• [Objective] Reproduce the entries verbatim, starting at the line that contains "For every instance of the wooden balcony" and continuing through the last line of the entries.

• [Data section]
--*--
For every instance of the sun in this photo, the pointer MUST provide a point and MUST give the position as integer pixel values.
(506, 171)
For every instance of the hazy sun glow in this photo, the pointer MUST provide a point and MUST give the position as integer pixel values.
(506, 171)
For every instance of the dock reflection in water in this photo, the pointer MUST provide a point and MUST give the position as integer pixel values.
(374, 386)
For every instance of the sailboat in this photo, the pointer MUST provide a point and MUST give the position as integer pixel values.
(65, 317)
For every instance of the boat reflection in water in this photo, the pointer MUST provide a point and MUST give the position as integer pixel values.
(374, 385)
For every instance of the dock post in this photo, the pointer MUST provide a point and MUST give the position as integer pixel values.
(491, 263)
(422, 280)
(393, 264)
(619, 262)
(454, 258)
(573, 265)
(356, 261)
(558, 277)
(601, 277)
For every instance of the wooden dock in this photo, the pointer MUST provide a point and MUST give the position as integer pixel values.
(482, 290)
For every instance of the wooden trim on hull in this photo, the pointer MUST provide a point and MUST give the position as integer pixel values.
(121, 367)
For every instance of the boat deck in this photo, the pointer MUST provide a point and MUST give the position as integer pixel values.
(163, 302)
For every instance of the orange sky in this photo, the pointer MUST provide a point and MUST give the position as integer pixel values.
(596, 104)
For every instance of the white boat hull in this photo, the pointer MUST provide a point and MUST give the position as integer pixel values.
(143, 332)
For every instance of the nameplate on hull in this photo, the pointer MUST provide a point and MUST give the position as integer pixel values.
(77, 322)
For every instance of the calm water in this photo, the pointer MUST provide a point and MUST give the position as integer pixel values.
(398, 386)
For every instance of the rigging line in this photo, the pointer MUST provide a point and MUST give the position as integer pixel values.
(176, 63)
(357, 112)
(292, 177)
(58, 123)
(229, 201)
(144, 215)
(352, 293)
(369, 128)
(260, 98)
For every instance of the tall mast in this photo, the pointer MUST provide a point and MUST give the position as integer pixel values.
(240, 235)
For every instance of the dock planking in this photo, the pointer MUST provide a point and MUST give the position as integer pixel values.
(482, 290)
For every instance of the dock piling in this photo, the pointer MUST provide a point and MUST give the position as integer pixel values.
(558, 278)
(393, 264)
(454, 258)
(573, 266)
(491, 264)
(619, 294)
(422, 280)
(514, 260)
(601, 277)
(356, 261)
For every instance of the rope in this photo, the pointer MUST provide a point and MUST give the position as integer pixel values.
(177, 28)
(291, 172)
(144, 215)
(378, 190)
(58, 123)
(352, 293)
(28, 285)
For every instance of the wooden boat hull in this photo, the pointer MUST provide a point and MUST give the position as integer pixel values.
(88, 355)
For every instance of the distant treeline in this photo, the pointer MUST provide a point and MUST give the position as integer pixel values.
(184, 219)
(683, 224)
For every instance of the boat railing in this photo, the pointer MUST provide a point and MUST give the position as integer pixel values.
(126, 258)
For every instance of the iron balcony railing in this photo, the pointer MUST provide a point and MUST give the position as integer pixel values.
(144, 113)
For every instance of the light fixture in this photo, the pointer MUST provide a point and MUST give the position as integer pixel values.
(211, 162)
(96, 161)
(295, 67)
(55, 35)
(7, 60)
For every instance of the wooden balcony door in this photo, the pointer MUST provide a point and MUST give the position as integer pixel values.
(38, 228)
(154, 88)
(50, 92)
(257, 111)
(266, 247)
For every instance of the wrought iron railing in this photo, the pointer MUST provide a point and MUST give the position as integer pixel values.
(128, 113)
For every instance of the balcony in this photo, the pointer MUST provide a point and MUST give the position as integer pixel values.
--*--
• [Answer in full]
For every instance of the wooden balcony door in this photo, the pointer MUST provide a point and MUST give the position as integer pixel values.
(38, 228)
(154, 88)
(50, 92)
(257, 111)
(266, 247)
For every instance of the wrought iron railing in this photo, the pointer MUST provide a point and MUST give the position as integer pixel values.
(128, 113)
For every instance of the balcony in this photo, the pointer MUST provide a point and MUST give the position as integer pixel values.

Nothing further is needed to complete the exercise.